::: MATERIAL PROVIDED

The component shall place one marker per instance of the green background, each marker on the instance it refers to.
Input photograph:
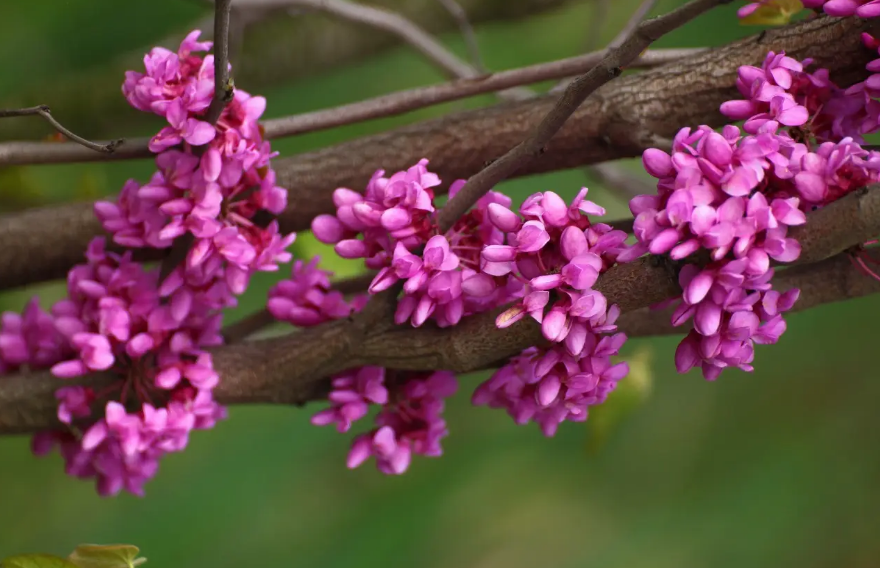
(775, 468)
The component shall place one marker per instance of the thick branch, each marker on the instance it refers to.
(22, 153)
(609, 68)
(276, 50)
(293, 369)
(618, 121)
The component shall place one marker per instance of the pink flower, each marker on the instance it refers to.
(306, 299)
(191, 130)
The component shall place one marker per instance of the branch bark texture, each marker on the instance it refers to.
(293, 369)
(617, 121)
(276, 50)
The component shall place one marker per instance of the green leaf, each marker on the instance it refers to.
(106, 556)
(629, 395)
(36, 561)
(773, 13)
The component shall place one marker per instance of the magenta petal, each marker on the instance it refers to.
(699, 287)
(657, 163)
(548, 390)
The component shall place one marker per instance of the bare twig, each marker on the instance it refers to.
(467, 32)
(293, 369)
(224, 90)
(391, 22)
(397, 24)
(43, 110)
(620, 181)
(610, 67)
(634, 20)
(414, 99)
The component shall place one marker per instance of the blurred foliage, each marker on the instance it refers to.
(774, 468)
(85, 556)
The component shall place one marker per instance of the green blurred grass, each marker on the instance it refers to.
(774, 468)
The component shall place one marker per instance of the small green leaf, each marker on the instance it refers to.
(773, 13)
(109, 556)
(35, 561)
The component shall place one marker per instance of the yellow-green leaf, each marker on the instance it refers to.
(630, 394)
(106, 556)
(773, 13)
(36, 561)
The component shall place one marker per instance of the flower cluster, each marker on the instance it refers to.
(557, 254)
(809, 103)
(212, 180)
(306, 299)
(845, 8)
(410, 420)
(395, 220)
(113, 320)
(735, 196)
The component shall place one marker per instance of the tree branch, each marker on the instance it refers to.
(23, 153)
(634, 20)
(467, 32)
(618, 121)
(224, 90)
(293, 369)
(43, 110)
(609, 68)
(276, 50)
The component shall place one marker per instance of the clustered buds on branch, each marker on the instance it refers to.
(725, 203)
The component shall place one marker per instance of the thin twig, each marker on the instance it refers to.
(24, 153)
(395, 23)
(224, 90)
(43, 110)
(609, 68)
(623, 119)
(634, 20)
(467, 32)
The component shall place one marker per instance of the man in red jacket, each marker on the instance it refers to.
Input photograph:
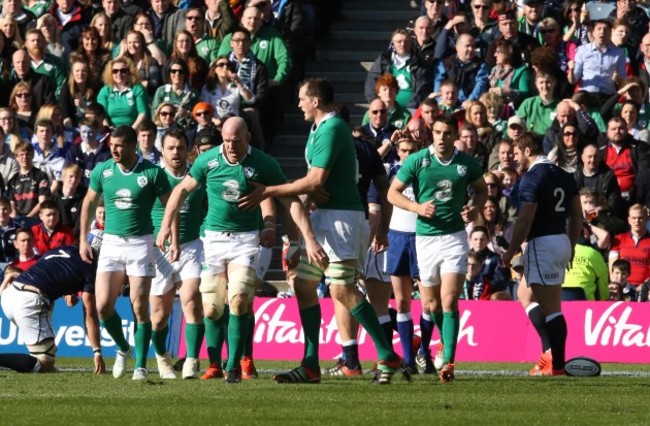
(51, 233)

::::::

WORK INSTRUCTIONS:
Could you reproduce every record above exactly, leaving out the pictures?

RESPONSE TO THIS TASK:
The component shall place one marker per instance of the green background, each marker on the instance it refers to.
Input photograph:
(775, 468)
The component shall place one marker per instance of the thick branch, each marker on the instance it refers to.
(22, 153)
(609, 68)
(276, 50)
(293, 369)
(618, 121)
The component shall place one marker per instance of the pink flower, each marker on the instance it refers to.
(306, 299)
(191, 130)
The component shall place one marker per instance of the branch bark texture, each marker on the instance it refers to.
(293, 369)
(617, 121)
(276, 50)
The component shall place one marker per instance of the green leaf, each marker on the instance it refers to.
(106, 556)
(629, 395)
(36, 561)
(773, 13)
The component shall place one marker per instance of the magenta petal, each marker on the instance it refers to.
(699, 287)
(657, 163)
(548, 390)
The component shall place one marker per instance of the bare twig, each marker on the instance it refers to.
(467, 32)
(293, 369)
(224, 90)
(391, 22)
(397, 24)
(43, 110)
(620, 181)
(610, 67)
(634, 20)
(414, 99)
The component shall place one marker per instance of the blurred foliage, each marker on the instance it refers to.
(774, 468)
(85, 556)
The component shall place one marker per instance of the green blurred grass, each marker on the instance it refers to.
(774, 468)
The component shall place one marker per instance of the small green leaf, each marker on the instance it refers to.
(773, 13)
(109, 556)
(35, 561)
The component shall place one marker per instance of the yellow-green leaf, each marker on the instance it refers to.
(630, 394)
(106, 556)
(773, 13)
(36, 561)
The component shall place one marker per instance of the flower cluster, each marker on the instance it refers to.
(557, 254)
(809, 103)
(212, 180)
(306, 299)
(845, 8)
(410, 420)
(395, 220)
(113, 320)
(735, 196)
The component shall place one marker per instance of the tree branch, each marker on the instance it refers to.
(23, 153)
(634, 20)
(467, 32)
(618, 121)
(224, 90)
(293, 369)
(43, 110)
(609, 68)
(276, 50)
The component shall place one marker per instance of the clustered buds on branch, each marker on the instance it refers to.
(725, 203)
The component shall place one marker per instance of the thin twig, each marker on the instance it refers to.
(24, 153)
(395, 23)
(224, 90)
(43, 110)
(609, 68)
(623, 119)
(634, 20)
(467, 32)
The component shall place one marker per instance of the man in red jacket, each marker on the instance it refers to.
Input photograph:
(51, 233)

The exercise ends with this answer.